[Region pointing data]
****************
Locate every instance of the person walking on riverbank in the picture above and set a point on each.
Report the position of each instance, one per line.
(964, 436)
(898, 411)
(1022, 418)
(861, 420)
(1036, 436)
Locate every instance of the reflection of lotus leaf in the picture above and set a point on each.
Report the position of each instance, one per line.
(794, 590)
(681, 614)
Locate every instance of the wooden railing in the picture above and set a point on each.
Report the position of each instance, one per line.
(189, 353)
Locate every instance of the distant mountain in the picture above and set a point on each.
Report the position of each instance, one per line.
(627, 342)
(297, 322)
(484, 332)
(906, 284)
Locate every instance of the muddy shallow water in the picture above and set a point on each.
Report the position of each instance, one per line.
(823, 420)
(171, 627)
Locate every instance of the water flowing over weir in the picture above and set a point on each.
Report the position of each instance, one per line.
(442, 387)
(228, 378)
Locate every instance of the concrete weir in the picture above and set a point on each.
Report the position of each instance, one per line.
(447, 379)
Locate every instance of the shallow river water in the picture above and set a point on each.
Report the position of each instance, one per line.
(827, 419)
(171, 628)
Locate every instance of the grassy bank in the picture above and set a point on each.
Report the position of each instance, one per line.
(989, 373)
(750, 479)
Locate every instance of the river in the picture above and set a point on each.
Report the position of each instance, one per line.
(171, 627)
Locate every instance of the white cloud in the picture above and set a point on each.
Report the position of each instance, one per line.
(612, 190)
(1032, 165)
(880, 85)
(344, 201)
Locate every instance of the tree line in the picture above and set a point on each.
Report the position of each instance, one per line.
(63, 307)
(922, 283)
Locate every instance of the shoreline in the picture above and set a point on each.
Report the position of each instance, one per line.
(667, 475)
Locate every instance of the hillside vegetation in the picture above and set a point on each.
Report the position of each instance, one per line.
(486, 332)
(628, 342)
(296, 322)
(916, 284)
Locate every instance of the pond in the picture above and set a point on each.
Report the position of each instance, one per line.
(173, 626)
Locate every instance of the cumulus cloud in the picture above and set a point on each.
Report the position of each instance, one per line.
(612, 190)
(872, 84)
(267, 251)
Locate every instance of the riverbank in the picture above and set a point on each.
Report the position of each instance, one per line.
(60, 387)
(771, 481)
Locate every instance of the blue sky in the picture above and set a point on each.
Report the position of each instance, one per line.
****************
» Task requirements: Please copy every line from the entries that includes the word "weir".

» Exercise solution:
Locate every instance of the water flowing over weir in the picture above and set a point on each.
Locate every instance of the concrete weir in the picture above and set a point on each.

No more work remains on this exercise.